*SET EXERCISE*: Show every line below that contains the word "segment", copying each such line in full.

>> BEGIN INPUT FOR THIS TASK

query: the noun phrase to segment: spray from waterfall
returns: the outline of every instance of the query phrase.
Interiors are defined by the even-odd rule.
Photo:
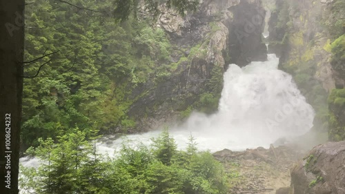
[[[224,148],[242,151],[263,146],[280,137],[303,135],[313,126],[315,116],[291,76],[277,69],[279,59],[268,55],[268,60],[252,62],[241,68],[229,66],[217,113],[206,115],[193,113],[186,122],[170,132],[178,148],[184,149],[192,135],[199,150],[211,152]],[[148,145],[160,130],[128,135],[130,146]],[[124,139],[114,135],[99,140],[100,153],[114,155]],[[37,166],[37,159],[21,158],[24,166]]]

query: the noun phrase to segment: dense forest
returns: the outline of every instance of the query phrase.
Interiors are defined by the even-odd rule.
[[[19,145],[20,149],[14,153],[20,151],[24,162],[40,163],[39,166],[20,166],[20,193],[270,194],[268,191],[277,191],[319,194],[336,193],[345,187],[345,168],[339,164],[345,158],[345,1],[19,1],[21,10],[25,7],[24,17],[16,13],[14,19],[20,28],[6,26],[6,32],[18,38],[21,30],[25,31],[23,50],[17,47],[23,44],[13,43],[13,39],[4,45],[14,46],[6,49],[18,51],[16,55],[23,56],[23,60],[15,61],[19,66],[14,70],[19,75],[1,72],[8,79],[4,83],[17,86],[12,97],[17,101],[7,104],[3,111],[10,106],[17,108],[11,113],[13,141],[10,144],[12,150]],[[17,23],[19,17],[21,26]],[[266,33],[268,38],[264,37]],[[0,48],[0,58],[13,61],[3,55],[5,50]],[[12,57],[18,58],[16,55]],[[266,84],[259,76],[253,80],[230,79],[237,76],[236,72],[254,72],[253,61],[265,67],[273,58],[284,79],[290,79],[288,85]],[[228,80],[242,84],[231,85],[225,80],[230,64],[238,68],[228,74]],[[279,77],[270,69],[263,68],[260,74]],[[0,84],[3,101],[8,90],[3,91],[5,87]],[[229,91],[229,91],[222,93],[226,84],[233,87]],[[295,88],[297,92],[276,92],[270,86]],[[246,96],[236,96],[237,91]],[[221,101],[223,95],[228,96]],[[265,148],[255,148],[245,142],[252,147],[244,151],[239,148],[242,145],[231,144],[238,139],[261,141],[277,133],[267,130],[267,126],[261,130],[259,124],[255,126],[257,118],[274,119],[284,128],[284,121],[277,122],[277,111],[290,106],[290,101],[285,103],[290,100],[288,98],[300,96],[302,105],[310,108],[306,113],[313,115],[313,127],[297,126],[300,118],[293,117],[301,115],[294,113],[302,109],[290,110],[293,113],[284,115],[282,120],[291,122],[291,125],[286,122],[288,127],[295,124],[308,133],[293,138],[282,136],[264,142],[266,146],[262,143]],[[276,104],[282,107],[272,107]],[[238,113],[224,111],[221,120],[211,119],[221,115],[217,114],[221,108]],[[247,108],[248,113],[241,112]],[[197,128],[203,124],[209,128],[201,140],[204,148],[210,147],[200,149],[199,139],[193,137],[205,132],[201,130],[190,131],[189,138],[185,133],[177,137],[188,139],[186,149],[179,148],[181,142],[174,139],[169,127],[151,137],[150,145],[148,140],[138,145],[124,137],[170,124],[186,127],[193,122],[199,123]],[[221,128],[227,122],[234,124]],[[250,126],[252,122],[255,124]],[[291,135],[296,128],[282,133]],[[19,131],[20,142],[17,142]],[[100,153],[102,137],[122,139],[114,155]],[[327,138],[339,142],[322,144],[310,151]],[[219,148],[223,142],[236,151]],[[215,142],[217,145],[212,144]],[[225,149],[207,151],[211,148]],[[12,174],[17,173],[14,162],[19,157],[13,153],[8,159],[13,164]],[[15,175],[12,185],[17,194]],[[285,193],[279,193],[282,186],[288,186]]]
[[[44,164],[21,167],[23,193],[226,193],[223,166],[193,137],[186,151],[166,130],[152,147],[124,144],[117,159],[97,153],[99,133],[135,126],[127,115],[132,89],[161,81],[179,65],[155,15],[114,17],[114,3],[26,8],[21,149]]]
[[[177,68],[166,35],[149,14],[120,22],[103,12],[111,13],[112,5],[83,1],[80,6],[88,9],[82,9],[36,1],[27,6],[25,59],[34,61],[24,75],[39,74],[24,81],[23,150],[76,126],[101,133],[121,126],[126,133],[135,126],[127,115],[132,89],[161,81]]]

>> END INPUT FOR THIS TASK
>> BEGIN INPUT FOR THIS TASK

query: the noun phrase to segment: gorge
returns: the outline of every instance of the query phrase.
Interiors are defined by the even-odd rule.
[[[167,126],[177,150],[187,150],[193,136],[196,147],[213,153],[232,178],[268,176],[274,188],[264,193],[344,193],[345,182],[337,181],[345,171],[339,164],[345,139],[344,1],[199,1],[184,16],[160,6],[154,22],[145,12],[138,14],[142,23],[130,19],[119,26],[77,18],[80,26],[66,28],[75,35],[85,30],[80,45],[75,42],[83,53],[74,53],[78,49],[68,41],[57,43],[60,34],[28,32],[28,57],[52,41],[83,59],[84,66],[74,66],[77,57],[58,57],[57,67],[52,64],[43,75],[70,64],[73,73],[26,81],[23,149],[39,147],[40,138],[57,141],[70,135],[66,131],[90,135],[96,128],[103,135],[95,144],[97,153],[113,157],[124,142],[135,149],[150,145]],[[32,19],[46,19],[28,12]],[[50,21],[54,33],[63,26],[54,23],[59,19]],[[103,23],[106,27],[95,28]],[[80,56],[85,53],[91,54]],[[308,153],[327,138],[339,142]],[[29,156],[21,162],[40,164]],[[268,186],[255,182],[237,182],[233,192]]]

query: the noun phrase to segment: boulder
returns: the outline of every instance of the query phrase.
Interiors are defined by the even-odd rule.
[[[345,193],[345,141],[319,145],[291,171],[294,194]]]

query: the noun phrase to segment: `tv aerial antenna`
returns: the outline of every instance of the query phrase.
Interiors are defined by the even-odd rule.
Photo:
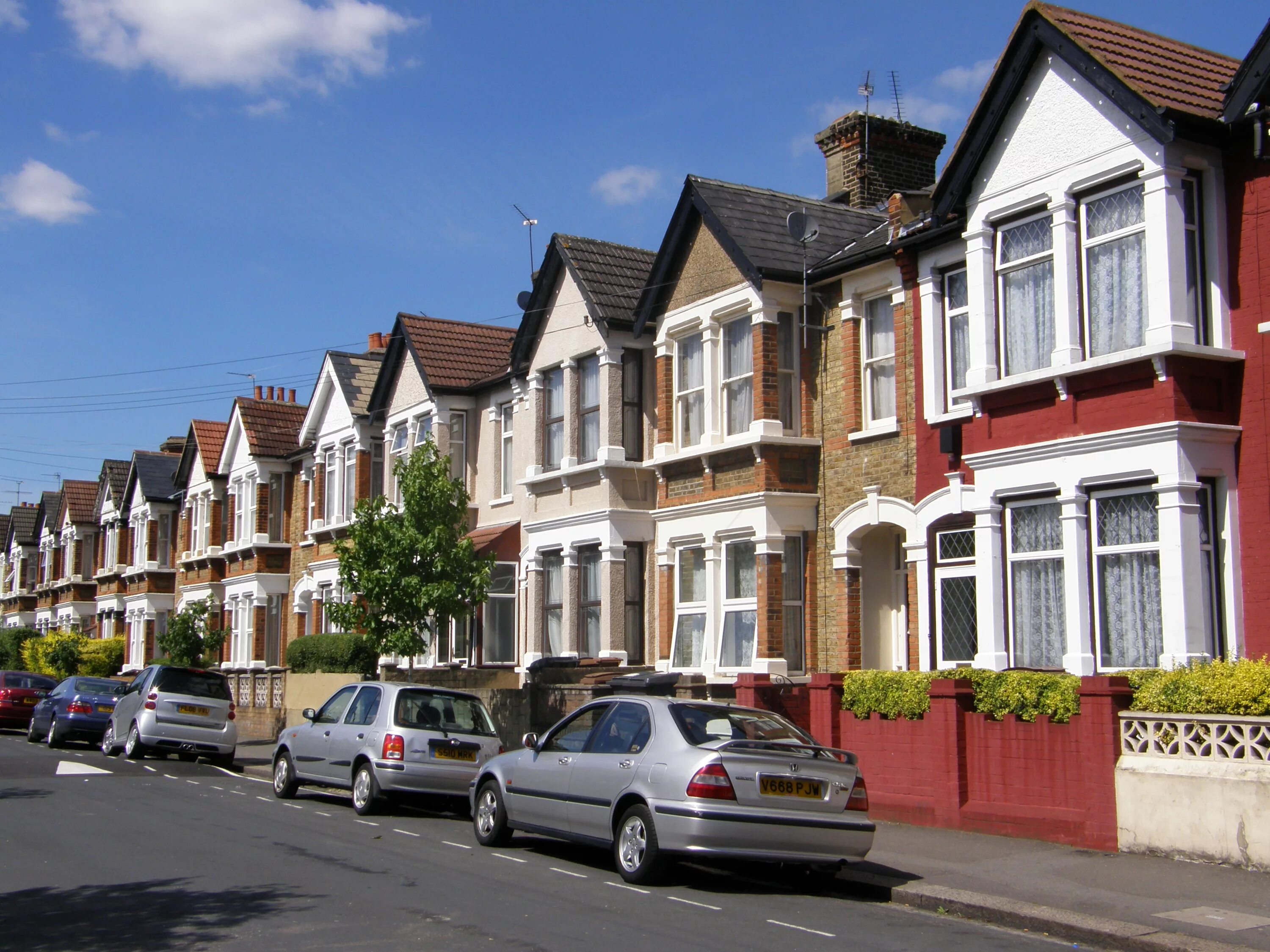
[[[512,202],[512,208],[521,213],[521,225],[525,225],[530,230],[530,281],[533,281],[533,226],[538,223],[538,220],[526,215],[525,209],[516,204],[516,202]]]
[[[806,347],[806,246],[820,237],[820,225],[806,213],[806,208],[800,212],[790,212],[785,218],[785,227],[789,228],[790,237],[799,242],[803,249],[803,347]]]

>> END INPUT FOR THIS TASK

*SOLUTION FOR THIS TASK*:
query: the noun phrase to segment: spray from waterfall
query: the noun phrase to segment: dense forest
query: the noun phrase to segment: gorge
query: the noun phrase to segment: boulder
query: the noun phrase to segment: `tv aerial antenna`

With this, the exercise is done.